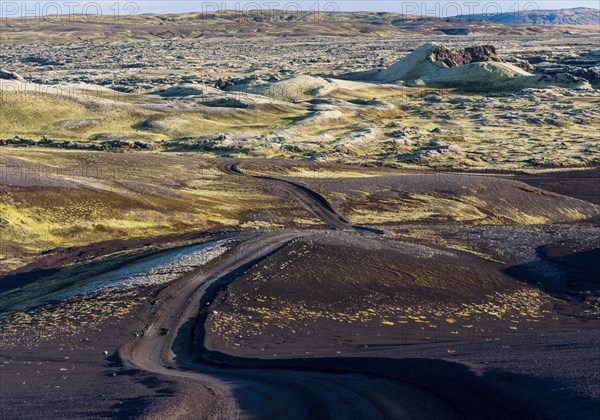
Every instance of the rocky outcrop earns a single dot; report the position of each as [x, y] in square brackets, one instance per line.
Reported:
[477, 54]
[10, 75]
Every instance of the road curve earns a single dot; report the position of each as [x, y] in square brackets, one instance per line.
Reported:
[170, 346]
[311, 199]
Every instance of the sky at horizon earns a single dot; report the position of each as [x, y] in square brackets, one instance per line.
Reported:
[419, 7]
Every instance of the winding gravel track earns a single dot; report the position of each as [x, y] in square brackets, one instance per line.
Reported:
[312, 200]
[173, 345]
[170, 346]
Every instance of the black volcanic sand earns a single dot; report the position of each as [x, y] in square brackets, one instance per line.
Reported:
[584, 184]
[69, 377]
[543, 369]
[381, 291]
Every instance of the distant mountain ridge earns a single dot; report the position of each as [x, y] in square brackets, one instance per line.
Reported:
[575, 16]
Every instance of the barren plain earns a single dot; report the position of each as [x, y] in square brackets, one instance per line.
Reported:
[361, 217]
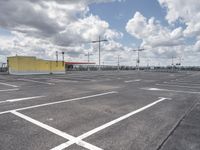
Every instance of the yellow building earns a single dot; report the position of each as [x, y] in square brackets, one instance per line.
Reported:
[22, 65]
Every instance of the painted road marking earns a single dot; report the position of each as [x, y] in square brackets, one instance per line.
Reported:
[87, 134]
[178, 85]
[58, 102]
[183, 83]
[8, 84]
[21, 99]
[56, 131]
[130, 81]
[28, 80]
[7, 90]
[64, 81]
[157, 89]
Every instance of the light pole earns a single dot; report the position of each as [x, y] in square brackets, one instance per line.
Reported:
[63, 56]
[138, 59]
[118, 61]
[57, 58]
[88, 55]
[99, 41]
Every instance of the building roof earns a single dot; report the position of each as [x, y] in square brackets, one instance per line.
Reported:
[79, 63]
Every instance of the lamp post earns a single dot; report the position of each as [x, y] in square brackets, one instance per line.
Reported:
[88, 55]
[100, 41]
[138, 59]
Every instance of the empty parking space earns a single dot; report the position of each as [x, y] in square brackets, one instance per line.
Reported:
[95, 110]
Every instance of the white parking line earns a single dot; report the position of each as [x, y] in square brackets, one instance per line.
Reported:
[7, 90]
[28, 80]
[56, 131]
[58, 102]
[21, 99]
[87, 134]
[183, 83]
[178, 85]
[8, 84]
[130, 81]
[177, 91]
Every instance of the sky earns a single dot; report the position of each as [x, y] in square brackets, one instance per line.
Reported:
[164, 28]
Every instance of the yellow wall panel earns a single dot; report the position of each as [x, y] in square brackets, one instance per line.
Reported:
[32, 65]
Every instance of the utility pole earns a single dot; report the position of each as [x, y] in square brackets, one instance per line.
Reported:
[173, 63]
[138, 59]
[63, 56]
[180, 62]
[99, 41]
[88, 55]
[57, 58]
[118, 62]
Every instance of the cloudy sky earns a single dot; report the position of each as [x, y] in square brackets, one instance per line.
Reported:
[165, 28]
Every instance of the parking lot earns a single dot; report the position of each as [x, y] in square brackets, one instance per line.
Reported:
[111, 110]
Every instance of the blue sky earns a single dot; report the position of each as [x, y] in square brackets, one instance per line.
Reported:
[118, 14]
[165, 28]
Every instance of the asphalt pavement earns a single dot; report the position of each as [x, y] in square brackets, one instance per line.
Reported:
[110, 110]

- - - - - - -

Could you write out the records again, starting with the line with "Every instance of the blue" and going on through the end of the records, swapping "asphalt pavement" for "paved surface" and leaving everything else unchanged?

Every instance of the blue sky earns a single dot; report the position of each as [x, y] in square brackets, one instance per line.
Reported:
[118, 14]
[165, 28]
Every instance of the paved surface earns a single dot; report the position of each as [x, y] in square brackets, one instance per line.
Reported:
[110, 110]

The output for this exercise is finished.